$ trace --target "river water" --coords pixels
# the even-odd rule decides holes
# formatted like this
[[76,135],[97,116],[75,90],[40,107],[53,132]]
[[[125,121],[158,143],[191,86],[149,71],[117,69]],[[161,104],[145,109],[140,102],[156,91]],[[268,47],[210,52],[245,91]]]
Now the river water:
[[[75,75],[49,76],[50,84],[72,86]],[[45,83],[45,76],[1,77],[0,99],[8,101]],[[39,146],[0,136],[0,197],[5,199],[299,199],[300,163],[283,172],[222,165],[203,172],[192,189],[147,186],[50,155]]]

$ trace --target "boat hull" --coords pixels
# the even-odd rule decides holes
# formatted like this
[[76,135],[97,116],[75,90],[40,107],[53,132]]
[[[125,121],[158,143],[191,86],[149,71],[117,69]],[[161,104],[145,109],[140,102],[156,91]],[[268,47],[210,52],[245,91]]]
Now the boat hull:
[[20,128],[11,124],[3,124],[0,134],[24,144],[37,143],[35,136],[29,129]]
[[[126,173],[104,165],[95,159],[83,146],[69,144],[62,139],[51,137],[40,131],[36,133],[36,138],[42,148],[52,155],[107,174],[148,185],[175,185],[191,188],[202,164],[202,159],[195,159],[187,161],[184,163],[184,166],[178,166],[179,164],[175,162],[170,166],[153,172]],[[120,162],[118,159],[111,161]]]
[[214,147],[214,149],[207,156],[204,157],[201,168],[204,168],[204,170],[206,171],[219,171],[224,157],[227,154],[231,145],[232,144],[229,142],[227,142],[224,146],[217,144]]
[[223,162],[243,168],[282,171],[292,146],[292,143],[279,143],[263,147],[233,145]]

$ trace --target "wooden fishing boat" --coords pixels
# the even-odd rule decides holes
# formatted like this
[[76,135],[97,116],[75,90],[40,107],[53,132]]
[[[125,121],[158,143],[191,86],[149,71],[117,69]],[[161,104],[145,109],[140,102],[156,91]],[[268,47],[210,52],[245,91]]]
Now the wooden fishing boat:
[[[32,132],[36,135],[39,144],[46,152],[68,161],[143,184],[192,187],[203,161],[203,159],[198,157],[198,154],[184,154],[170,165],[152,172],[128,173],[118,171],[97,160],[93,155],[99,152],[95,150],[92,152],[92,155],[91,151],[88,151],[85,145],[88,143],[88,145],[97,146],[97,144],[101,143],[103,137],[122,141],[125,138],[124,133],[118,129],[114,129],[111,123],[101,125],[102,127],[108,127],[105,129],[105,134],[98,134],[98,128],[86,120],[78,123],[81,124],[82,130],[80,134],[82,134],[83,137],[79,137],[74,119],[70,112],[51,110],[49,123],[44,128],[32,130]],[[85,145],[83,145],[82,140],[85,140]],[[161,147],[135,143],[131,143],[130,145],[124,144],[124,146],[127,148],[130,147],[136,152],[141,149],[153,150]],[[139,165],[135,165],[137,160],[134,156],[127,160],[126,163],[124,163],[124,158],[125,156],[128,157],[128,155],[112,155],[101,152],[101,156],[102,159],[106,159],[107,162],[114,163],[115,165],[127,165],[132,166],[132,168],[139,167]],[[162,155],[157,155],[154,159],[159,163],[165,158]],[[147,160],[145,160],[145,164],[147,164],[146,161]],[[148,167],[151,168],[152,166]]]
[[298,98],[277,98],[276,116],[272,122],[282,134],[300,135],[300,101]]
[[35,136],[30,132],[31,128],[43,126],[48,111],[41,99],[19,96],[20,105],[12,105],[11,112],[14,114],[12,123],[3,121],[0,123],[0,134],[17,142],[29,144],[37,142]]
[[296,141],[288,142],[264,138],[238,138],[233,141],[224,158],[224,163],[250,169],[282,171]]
==
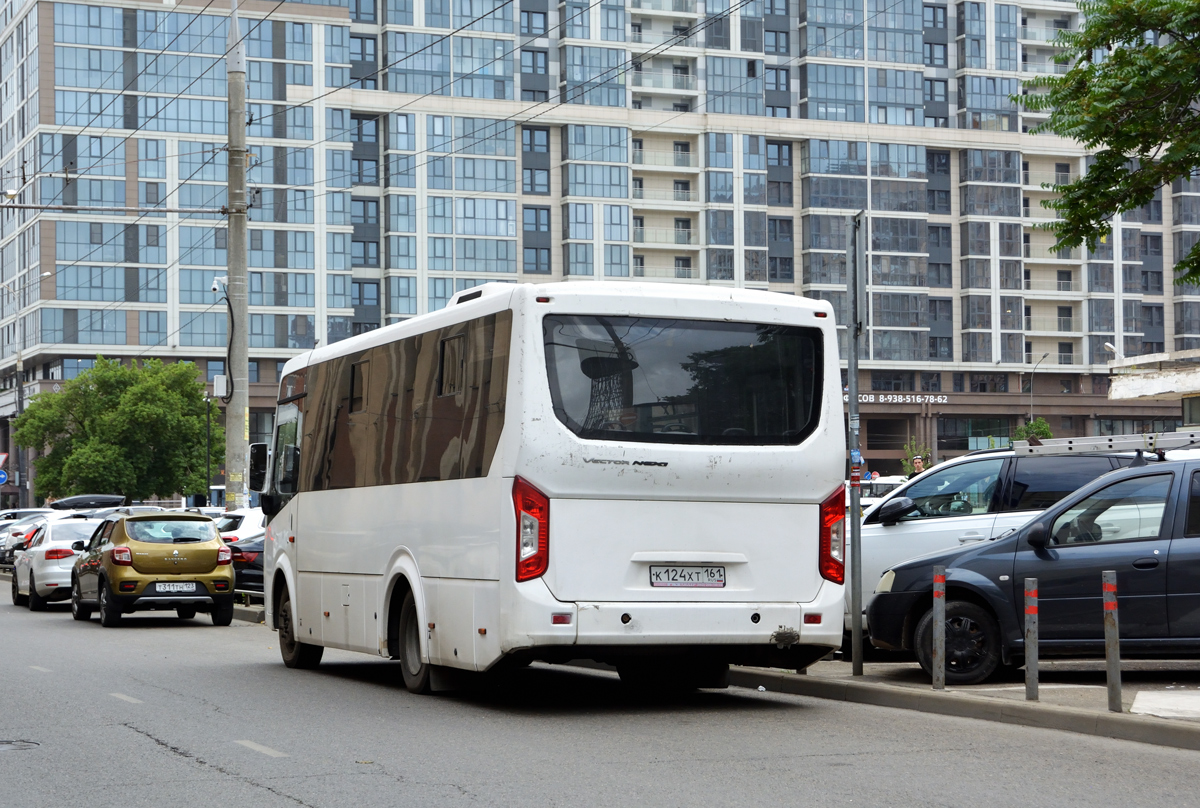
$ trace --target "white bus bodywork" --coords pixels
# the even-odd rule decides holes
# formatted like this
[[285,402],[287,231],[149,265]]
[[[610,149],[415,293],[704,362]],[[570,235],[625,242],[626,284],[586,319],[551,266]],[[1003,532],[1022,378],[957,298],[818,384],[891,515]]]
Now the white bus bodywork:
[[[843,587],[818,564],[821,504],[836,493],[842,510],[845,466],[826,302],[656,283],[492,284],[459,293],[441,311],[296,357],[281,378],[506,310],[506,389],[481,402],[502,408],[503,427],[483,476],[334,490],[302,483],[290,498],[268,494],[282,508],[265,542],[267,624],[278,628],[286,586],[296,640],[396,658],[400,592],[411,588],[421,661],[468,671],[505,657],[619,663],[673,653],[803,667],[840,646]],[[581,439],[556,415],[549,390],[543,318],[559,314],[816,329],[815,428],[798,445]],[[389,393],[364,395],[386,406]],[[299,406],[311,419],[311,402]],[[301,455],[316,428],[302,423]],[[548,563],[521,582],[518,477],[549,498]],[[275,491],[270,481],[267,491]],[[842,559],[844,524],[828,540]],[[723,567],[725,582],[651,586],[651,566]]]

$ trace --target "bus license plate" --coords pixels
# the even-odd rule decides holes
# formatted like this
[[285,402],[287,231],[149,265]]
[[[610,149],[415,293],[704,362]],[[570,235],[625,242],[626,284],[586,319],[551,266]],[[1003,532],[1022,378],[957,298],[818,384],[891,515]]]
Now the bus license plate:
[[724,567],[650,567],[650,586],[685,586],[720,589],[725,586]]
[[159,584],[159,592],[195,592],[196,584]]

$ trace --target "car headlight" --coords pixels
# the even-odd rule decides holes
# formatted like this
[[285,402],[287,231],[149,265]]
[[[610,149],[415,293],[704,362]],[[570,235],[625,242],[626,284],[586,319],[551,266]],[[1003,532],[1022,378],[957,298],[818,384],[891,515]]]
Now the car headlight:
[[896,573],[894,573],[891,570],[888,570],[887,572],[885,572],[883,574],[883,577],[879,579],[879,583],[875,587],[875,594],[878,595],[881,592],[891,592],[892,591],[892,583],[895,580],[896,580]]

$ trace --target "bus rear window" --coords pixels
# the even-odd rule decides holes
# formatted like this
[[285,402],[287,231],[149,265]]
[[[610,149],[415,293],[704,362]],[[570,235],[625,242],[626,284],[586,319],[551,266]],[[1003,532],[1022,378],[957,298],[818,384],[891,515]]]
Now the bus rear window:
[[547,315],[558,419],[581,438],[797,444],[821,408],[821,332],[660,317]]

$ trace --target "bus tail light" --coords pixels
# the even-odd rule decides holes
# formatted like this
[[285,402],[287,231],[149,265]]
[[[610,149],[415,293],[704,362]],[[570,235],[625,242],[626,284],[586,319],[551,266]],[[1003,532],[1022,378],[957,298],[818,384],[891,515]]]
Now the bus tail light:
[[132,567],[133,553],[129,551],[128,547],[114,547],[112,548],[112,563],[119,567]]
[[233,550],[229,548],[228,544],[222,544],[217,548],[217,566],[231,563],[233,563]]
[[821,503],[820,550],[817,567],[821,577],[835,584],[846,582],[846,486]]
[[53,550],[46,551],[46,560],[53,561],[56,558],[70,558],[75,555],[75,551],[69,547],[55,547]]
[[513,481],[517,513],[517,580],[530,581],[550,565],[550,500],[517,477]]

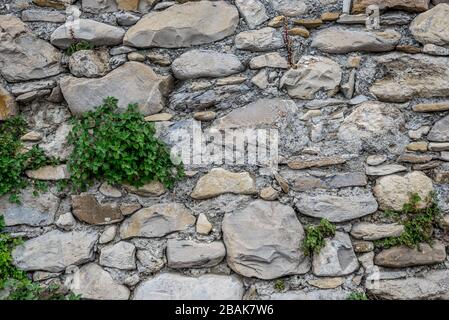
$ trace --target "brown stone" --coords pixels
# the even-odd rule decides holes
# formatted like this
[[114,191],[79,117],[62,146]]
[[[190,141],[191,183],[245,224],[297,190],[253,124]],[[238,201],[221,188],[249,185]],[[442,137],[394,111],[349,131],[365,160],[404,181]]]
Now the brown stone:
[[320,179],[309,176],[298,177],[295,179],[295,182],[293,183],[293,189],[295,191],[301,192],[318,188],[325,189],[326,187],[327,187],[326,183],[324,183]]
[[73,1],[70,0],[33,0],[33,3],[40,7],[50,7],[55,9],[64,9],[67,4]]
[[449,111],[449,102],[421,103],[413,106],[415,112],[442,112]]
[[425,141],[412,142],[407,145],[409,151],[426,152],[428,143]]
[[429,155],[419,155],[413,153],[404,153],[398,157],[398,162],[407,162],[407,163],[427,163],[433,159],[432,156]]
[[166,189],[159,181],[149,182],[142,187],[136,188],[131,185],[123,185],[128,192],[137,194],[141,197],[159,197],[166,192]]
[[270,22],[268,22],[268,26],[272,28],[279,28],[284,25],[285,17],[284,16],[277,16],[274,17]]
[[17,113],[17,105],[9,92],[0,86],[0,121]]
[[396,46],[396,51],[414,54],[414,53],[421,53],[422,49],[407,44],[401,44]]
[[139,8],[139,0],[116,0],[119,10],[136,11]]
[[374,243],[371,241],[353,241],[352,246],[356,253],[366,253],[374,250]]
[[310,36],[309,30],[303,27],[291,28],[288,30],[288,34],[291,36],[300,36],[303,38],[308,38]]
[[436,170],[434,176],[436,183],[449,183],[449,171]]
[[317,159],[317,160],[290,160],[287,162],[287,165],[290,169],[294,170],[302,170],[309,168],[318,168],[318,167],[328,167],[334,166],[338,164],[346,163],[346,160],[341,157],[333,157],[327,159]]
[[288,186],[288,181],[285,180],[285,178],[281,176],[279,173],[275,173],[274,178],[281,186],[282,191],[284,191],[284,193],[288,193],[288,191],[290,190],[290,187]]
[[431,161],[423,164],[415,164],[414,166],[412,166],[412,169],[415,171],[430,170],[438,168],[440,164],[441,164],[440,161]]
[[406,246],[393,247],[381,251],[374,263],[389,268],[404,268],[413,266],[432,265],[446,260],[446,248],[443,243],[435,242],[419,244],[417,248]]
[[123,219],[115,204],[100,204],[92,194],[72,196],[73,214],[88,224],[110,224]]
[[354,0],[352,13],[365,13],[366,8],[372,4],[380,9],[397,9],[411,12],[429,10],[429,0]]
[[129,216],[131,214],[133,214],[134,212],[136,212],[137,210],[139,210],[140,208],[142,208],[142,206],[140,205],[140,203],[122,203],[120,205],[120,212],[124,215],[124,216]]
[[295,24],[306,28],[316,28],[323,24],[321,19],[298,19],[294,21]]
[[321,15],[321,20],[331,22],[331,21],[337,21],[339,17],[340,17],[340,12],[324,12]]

EXERCISE OBJECTIVE →
Check every line above for the word "target" and copy those that have it.

TASK RESPONSE →
$ trace --target "river water" --coords pixels
$ trace --target "boat hull" --coords pixels
$ trace --target "wooden fishing boat" --coords pixels
$ trace --target "white bus bodywork" --coords pixels
$ trace --target "bus license plate" --coords pixels
$ trace --target "car headlight" --coords pixels
$ trace --target "bus rear window" --coords pixels
$ trace --target "bus tail light" --coords pixels
$ trace --target "brown stone" --coords pixels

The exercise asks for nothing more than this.